**STATED EXERCISE:**
Copy the records again, starting at the line that contains "Objective: provide one point per instance of the wooden" and ending at the end of the records. Keep the Objective lines unchanged, and shift each coordinate in the answers by adding 122 to both of its numbers.

>> START

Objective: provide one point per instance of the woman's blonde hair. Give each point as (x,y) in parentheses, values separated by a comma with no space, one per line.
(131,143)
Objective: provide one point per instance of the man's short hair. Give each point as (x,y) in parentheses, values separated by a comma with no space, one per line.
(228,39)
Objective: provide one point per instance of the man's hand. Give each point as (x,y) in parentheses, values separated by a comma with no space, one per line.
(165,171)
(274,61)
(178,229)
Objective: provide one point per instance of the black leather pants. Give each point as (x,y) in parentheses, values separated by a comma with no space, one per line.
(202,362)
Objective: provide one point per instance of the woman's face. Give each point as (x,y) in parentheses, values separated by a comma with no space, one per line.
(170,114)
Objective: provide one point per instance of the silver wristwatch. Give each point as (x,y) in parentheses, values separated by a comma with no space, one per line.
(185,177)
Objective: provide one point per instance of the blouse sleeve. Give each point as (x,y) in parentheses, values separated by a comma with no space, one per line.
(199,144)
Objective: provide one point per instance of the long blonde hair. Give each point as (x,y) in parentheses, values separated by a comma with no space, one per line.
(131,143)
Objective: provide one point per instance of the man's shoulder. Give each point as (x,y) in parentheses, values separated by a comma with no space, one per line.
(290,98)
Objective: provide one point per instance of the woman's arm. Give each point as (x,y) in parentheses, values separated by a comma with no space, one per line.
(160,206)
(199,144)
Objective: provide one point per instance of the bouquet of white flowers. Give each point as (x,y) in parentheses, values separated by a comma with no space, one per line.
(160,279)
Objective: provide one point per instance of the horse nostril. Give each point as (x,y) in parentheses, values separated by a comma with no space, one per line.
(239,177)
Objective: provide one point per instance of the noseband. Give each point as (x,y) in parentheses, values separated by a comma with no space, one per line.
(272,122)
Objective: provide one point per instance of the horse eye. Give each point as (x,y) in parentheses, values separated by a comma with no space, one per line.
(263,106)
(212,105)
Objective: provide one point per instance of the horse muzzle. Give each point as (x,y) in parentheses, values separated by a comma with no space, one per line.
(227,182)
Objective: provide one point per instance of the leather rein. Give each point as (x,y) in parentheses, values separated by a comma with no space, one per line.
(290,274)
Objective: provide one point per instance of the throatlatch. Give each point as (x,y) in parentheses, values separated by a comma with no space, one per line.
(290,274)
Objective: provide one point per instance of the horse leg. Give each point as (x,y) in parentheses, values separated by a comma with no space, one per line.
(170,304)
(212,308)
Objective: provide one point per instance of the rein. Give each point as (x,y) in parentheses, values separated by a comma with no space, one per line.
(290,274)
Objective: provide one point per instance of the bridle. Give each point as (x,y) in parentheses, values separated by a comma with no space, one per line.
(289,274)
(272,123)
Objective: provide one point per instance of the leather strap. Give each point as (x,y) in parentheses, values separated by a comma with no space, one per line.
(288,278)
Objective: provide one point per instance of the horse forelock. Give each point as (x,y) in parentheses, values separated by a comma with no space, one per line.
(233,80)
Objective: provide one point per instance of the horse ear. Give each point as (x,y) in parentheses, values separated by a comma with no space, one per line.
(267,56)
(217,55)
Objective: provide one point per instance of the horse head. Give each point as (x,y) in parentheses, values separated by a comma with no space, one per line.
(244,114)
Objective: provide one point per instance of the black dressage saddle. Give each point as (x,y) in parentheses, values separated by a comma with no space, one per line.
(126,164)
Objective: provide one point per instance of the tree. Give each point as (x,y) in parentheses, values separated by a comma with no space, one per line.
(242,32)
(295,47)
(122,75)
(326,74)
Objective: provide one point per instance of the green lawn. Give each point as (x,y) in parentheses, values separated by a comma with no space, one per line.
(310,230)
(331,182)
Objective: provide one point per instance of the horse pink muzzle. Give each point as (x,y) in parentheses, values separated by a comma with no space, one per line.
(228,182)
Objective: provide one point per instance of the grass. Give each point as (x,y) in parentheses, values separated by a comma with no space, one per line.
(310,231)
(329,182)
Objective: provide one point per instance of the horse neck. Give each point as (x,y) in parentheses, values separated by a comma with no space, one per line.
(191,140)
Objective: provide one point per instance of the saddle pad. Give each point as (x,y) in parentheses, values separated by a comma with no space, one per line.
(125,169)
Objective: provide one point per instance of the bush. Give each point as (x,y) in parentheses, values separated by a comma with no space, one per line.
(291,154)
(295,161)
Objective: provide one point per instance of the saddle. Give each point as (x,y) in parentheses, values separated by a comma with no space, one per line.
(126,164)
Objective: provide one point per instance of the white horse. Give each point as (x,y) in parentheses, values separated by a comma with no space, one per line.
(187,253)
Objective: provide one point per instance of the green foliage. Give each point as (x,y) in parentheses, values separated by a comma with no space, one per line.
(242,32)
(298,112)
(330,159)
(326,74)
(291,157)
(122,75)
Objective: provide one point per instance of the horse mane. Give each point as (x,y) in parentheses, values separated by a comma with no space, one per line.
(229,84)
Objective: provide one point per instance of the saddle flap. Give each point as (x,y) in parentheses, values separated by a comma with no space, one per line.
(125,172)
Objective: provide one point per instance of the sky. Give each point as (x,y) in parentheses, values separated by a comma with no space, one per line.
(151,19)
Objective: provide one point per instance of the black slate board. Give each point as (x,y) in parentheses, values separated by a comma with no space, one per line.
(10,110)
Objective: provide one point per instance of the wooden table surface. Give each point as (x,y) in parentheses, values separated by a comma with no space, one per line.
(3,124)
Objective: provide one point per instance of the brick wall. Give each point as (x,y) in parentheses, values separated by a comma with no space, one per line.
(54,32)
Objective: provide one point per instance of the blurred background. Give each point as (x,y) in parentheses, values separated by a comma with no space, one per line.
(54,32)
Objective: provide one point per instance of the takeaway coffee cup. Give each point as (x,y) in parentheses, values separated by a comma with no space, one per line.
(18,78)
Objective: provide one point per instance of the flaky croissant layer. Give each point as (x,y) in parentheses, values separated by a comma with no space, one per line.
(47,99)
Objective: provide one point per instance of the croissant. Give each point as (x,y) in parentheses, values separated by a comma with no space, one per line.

>> END

**ANSWER:**
Objective: provide one point per instance of the wooden table surface. Give each point as (x,y) in parentheses, values separated by a comma with no space, one per line.
(125,246)
Objective: provide one point per instance of the brick wall. Give each point as (x,y) in parentheses, values separated by a comma with no space, one per line.
(176,154)
Objective: provide one point per instance of the blurred background. Give each point as (x,y) in parentheses, values separated by a comma with no space, one per line.
(176,154)
Objective: provide one point per instance of the takeaway coffee cup. Give each point as (x,y) in parentheses, values separated by a comma with no space, one per line.
(140,200)
Objective: provide one point per instance of the flaky croissant layer. Give each point as (x,y) in parentheses, values separated by a comma with no space, one per line.
(169,221)
Objective: provide one point per instance of the croissant. Give each point as (x,y) in parentheses, values separated by a comma with no space, one per line.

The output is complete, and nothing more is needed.